Task to carry out:
When the data below is printed, every line must match exactly and the images must be absent.

The records:
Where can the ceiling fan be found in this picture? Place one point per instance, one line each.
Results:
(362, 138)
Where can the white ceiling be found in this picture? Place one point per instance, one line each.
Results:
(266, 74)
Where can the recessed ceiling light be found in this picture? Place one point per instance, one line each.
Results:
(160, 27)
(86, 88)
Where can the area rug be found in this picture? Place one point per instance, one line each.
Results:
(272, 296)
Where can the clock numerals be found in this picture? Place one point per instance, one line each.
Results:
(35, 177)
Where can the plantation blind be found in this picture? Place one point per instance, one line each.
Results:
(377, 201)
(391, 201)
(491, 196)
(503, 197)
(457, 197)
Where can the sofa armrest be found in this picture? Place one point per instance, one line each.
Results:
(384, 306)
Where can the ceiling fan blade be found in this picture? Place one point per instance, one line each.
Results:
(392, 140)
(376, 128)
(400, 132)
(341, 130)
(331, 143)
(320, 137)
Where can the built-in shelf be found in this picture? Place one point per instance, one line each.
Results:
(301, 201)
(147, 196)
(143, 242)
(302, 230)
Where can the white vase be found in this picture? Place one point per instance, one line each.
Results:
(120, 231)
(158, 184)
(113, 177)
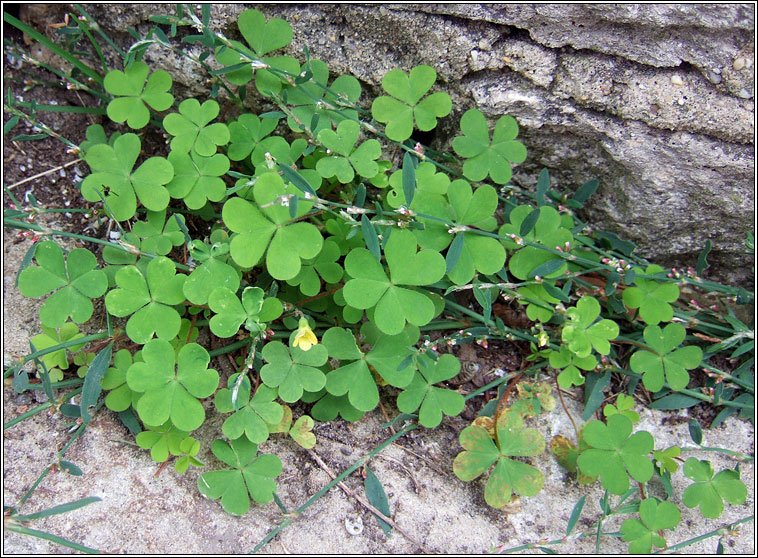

Response to the exercise:
Where can the ceiling fan be found in this picture? Place one point per instance, one line each.
Results:
(362, 138)
Where can the white ceiling be found in this picture? Place one point per instance, one line each.
Results:
(266, 74)
Where can the recessed ceiling light be found in this picture? Place one point per instance, one line each.
Results:
(160, 27)
(86, 88)
Where can the area rug be found in this picture? Place one point per instance, one line each.
Results:
(272, 296)
Where can the clock numerals be found in this picture? Place one point per instance, one line each.
Results:
(35, 177)
Where can the plantation blind be found in this picture? Place one point per instance, one line each.
Results:
(377, 201)
(391, 201)
(491, 196)
(503, 197)
(457, 197)
Where can the sofa armrest be found in this picture? Place one point per instance, one line each.
Results:
(384, 306)
Where can the ceiling fan blade be found in this picture? Place one point per instance, one line each.
Results:
(392, 140)
(376, 128)
(400, 132)
(341, 130)
(331, 143)
(320, 137)
Where can the built-in shelf be found in this picture? Place one point per instance, one line each.
Results:
(301, 201)
(147, 196)
(143, 242)
(302, 230)
Where can the white vase be found in this picture? Place one point per instance, one line each.
Results:
(120, 231)
(158, 184)
(113, 177)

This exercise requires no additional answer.